SET TASK: Rewrite only the stretch of the material from the line containing "Return the segmentation of every instance of the dark" through the line containing "177), (238, 180)]]", requests included. Shift every coordinate in the answers by adding -134 to it.

Dataset entries
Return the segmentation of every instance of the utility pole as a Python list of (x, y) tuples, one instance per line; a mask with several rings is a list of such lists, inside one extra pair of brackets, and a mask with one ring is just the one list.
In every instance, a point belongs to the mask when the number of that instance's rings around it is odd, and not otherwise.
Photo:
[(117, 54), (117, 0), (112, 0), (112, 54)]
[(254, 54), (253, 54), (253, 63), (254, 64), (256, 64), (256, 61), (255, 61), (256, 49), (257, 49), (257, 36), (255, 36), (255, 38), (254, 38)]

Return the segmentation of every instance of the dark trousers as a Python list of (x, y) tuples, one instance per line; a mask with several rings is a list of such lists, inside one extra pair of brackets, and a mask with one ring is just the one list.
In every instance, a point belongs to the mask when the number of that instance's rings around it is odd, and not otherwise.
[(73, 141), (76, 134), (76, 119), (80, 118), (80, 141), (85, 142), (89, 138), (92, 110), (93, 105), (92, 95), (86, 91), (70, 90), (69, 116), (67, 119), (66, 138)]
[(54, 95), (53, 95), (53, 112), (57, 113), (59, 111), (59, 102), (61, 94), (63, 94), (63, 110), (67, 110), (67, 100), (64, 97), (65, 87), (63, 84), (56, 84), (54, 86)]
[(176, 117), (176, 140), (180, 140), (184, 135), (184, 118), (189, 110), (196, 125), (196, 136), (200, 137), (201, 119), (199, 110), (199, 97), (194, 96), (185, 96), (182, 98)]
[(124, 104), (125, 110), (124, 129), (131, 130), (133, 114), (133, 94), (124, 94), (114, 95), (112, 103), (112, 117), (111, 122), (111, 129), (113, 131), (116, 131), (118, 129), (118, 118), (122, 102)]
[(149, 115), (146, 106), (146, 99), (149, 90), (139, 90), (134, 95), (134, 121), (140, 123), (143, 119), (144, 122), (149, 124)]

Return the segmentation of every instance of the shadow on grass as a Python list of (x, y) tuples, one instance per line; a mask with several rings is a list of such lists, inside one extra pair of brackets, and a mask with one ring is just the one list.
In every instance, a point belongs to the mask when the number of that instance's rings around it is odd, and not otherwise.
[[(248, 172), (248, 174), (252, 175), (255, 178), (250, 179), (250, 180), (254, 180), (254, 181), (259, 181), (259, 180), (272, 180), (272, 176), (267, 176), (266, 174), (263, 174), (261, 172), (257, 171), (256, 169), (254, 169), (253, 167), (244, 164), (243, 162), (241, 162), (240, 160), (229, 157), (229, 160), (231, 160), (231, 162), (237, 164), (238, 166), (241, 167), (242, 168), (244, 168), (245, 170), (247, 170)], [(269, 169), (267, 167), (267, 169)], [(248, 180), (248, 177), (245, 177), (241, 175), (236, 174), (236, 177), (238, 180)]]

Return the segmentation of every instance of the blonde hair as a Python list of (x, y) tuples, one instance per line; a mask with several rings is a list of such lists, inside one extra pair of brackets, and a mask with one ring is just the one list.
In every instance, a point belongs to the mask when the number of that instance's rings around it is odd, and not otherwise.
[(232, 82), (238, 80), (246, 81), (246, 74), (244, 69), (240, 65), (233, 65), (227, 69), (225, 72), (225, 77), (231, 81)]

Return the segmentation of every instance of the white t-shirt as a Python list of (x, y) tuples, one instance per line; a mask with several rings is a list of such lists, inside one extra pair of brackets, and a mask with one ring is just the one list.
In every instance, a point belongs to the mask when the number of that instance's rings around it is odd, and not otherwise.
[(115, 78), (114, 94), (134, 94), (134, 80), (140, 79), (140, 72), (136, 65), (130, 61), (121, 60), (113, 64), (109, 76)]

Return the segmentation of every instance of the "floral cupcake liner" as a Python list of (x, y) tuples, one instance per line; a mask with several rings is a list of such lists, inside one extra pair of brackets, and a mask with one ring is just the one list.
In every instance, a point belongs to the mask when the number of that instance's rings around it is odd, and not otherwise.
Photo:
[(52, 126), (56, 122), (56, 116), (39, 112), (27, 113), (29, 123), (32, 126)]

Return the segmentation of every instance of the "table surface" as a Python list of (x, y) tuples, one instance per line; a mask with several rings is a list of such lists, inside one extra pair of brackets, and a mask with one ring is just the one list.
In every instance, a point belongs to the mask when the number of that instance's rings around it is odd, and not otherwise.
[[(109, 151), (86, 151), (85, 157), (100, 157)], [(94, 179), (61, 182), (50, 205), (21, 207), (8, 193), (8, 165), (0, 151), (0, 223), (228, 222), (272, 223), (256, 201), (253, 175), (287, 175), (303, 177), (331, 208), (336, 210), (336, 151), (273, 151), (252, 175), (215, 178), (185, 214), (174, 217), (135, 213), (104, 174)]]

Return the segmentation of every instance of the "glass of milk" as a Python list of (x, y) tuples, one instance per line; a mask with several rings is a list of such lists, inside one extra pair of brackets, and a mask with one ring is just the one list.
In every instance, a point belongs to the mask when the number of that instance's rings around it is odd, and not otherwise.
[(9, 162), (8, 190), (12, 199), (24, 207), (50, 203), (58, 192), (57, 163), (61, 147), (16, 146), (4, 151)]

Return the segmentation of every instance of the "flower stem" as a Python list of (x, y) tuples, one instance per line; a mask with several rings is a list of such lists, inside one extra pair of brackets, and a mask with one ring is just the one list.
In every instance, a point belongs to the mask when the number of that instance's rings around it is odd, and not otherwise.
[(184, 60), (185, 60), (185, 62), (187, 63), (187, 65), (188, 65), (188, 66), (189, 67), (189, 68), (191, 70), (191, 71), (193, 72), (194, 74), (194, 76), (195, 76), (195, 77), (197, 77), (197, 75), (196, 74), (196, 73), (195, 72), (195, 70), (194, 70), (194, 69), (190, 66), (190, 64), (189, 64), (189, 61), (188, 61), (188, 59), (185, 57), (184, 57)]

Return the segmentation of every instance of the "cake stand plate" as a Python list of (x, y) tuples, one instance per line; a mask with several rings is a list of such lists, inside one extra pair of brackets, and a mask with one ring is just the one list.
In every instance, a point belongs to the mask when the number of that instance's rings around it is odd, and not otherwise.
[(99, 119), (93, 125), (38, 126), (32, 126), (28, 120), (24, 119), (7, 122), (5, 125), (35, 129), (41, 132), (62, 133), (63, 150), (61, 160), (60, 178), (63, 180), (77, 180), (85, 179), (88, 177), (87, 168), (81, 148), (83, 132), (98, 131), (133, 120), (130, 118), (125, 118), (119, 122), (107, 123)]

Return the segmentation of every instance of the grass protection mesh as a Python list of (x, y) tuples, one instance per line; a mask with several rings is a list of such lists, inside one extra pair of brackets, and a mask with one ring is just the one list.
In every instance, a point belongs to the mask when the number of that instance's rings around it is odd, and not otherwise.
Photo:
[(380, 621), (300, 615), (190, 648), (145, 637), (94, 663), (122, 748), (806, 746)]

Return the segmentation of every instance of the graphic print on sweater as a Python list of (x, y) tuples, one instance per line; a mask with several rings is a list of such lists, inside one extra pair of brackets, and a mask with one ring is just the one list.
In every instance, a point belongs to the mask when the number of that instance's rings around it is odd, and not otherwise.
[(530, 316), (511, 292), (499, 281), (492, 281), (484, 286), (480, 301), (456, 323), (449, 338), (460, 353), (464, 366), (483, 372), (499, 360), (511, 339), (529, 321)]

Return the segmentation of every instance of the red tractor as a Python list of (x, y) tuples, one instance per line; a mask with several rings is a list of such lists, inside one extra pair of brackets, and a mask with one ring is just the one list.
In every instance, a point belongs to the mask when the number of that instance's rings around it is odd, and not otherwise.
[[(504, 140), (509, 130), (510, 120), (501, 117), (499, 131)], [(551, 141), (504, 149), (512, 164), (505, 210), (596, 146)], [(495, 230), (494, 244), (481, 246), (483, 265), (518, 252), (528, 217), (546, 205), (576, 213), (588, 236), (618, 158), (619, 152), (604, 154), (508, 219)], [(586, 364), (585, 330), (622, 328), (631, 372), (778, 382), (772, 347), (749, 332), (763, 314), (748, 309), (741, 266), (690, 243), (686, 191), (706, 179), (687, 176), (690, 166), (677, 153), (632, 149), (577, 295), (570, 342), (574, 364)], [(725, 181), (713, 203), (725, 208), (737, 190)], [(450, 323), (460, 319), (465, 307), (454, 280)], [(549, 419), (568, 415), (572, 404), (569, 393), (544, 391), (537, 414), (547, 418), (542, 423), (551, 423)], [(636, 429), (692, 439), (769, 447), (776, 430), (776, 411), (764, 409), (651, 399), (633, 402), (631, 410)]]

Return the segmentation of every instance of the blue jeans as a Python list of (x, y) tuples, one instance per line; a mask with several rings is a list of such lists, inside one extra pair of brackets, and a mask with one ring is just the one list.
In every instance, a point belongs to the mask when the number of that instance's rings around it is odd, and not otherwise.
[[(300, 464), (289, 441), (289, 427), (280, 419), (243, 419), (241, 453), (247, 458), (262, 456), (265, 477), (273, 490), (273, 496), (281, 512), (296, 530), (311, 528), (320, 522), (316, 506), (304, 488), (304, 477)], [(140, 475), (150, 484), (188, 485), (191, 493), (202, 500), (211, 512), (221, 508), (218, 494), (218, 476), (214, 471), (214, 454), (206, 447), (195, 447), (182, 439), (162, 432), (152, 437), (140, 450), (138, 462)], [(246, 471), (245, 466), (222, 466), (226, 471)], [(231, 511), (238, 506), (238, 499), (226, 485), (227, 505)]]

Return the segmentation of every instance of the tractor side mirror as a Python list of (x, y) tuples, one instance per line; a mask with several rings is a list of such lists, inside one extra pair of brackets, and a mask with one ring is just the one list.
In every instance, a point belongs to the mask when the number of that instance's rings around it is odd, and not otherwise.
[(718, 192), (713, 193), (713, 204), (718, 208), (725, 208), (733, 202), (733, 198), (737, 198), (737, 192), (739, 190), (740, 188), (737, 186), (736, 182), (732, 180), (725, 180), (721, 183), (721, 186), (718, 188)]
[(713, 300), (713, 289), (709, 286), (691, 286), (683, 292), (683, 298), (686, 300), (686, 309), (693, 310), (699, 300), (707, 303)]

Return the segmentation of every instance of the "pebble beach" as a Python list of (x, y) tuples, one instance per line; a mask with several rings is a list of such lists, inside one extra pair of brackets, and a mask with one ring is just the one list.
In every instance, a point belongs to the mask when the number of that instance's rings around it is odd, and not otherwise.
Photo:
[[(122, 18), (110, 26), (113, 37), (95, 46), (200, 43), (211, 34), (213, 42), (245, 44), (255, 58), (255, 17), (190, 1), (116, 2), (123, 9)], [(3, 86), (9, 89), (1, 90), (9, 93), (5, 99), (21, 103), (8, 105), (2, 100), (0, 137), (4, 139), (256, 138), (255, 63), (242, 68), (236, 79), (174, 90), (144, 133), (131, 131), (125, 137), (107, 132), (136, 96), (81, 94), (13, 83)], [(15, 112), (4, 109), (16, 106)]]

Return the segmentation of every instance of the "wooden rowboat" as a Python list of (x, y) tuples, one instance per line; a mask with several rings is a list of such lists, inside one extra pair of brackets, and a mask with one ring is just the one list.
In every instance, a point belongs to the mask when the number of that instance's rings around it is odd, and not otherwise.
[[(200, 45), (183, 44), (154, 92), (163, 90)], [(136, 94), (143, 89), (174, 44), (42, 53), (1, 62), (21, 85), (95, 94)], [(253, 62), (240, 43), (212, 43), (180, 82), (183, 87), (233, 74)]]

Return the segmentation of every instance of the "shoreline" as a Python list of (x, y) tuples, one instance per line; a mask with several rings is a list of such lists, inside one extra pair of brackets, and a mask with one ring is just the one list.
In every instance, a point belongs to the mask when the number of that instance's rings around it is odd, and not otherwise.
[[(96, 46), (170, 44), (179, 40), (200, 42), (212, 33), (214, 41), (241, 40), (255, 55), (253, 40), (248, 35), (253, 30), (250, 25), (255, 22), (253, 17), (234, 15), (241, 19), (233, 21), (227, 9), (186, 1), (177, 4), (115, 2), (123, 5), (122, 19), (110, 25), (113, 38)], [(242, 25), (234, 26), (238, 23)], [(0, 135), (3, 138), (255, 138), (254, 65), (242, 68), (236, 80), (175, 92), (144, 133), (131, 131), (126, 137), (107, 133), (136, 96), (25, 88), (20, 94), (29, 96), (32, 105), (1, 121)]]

TASK SOLUTION:
Return the segmentation of every instance of the dark trousers as a Python list of (x, y) tuples, one instance per line; a mask with several rings is a list of such lists, inside one extra pair of brackets, and a mask with one ring is just the one list.
In every instance, a point belongs to the mask when the number of that instance's rings around it is odd, and not otherwise.
[(-61, 7), (-58, 0), (-58, -15), (-54, -16), (-54, 7), (-49, 8), (-45, 4), (-42, -24), (-41, -29), (-42, -39), (-48, -43), (-64, -44), (-65, -18), (-67, -15), (-68, 4)]
[(-80, -39), (-81, -39), (-81, -22), (-77, -21), (-75, -23), (-75, -32), (-73, -40), (-71, -40), (-71, -24), (-67, -24), (-67, -34), (-70, -37), (-69, -47), (-71, -50), (-78, -50), (-80, -48)]
[(42, -17), (42, 6), (46, 6), (50, 1), (50, -16), (55, -24), (62, -9), (62, 2), (66, 3), (67, -15), (65, -24), (65, -37), (60, -38), (51, -38), (48, -36)]
[(-10, -30), (-9, -24), (-10, -5), (-3, -4), (-1, -20), (-1, -40), (-10, -40), (-20, -39), (-22, -31), (-22, -17), (-23, -12), (-23, -5), (-21, -3), (-18, -3), (-16, -5), (-16, -16), (-12, -32)]
[(15, -19), (12, -28), (12, -35), (15, -44), (5, -44), (0, -39), (0, -13), (6, -11), (9, -15), (10, -12), (15, -10)]

Return the segmentation of every instance of the shadow on grass as a Python list of (x, y) tuples, one instance per line; a mask with several rings is a list of such lists, inside one extra pair of brackets, and a mask with one ring is just the one list.
In every instance, a point belongs to the mask when the number of that instance's rings around it is odd, and not otherwise.
[[(114, 38), (114, 40), (118, 41), (121, 44), (116, 45), (116, 46), (120, 46), (120, 47), (125, 47), (125, 46), (138, 46), (138, 42), (133, 42), (132, 40), (129, 40), (127, 38), (123, 37), (122, 35), (120, 35), (119, 33), (110, 30), (109, 28), (107, 28), (106, 26), (95, 23), (95, 26), (97, 26), (97, 28), (103, 30), (104, 32), (107, 33), (108, 34), (110, 34), (111, 36), (113, 36)], [(135, 35), (133, 33), (133, 35)], [(114, 46), (114, 43), (111, 43), (107, 41), (102, 40), (102, 43), (104, 46)]]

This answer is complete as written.